REQUEST: Locate every line in the records that contains the string "blue" and copy each one out in full. Case counts when matching.

Coordinate annotation records:
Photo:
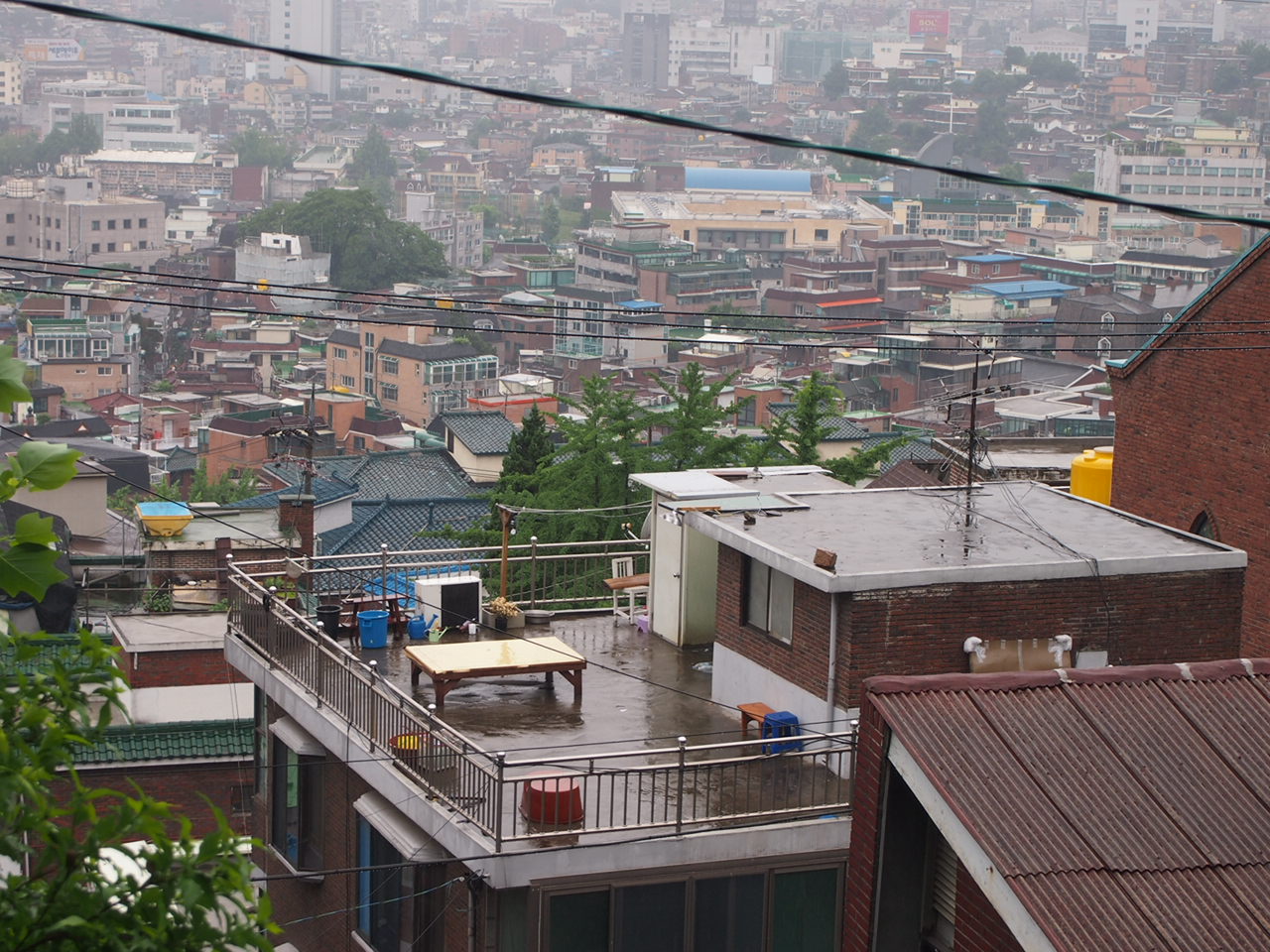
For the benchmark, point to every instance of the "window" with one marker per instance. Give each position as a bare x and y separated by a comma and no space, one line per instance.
379,890
754,911
769,601
296,797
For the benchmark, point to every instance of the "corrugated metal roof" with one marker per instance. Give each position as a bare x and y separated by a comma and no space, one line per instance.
1125,807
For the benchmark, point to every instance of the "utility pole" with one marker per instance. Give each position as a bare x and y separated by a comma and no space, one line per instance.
982,347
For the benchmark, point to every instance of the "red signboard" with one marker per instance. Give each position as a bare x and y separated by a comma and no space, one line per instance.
925,23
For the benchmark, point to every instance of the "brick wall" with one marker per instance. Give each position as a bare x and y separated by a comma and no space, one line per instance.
1135,619
169,669
1178,448
862,865
978,927
193,788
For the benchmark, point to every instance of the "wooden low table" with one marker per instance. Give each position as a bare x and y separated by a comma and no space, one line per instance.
449,664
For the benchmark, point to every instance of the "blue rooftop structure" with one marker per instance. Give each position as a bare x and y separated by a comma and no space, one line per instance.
1025,290
989,259
747,179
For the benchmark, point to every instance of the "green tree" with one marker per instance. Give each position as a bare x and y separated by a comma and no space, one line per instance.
816,402
527,453
367,249
73,876
693,422
834,81
255,149
1227,77
550,222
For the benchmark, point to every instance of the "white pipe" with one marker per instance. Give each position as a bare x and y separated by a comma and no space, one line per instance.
829,715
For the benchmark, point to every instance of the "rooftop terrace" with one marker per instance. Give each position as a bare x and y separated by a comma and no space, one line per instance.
644,742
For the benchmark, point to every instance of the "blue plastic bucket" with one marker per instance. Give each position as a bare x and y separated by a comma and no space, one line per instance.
373,627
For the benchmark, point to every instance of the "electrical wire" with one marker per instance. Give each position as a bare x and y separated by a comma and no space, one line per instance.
790,344
408,302
658,118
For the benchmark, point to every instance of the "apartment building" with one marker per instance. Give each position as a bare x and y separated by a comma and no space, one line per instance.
70,221
1211,168
417,381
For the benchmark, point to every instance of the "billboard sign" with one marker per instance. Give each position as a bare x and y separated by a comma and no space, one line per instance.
928,23
53,51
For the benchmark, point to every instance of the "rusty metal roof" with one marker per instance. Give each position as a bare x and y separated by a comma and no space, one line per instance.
1125,807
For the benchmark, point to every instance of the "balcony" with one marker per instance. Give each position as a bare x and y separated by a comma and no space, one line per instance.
644,746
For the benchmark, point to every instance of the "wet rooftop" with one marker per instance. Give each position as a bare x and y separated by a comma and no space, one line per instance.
622,705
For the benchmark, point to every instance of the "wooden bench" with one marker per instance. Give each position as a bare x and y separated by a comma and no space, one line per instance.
753,711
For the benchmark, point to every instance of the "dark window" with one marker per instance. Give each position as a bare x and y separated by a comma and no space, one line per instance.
379,892
769,603
298,805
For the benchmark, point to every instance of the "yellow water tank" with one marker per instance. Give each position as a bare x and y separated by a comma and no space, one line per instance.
1091,475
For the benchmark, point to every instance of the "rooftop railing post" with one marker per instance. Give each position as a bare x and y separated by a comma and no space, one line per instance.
499,767
534,571
679,806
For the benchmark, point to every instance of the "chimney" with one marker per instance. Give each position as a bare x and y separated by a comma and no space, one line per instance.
296,522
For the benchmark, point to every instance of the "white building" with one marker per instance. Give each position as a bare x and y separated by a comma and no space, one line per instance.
10,81
312,26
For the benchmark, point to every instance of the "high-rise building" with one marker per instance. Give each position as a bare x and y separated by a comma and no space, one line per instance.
647,44
312,26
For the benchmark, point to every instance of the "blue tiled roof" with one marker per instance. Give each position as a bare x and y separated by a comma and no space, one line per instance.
324,492
398,524
1026,289
183,740
405,474
747,179
483,431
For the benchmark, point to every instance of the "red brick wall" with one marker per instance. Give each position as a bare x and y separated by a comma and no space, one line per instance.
978,927
862,865
171,669
1135,619
185,785
1178,447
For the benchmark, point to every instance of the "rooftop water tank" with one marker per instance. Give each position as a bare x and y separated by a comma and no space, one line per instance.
1091,475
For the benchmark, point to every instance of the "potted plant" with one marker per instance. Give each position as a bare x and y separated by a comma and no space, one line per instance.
504,613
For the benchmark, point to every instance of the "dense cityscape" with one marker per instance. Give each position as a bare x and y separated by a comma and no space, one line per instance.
855,397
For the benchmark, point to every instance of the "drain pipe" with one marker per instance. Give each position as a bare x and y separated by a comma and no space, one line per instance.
829,689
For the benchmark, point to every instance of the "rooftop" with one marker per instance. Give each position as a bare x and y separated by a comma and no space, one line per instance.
1098,835
905,537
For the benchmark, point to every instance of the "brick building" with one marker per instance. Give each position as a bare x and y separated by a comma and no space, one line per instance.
1072,820
1197,477
912,581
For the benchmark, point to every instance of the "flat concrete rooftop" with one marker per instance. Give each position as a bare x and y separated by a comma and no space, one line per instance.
621,706
903,537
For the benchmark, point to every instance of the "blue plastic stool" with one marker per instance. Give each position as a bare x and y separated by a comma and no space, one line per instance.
781,724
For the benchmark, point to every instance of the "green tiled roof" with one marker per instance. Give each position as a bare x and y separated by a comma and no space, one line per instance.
178,740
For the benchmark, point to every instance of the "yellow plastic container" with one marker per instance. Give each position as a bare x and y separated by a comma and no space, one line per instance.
1091,475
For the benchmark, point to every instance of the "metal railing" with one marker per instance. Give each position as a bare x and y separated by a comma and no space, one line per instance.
680,787
553,576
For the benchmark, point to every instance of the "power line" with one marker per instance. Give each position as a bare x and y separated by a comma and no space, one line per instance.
677,122
792,344
408,302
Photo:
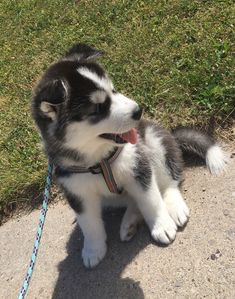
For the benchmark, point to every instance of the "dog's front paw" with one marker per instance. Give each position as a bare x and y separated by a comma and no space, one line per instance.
164,229
93,255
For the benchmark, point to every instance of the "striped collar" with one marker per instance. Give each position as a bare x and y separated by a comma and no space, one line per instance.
104,167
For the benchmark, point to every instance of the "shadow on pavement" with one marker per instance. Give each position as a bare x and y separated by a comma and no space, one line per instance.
104,281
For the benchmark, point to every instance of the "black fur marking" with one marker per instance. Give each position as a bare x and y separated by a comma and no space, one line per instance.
74,201
60,172
174,161
142,171
102,111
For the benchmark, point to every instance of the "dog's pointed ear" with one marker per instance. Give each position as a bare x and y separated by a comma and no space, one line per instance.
83,52
50,96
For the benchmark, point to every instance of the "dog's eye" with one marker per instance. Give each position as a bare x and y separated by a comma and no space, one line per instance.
97,108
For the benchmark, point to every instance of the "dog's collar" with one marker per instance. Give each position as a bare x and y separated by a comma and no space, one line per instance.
103,167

ANSWER FOR THE TASK:
For the benchmark, point to every instance of the "blue rooftop structure" with one marker per instance. Give each position as a bare x and y separated by a comma and no space, one line per instance.
For the benchmark, point to every instance of the "blue plastic bucket" with one marker per instance. Give each position as a bare x and y separated by a comma and no space, one line per instance.
For the benchmark, point to every instance of the "blue tiled roof" with one marker per instance. Give each position as a bare x and y separated by a comma and no space, one line per instance.
For the benchmark, point to every instance of the "blue plastic stool" with one marker per instance. Give each position as a bare x and y separated by a comma and no space, one line per instance.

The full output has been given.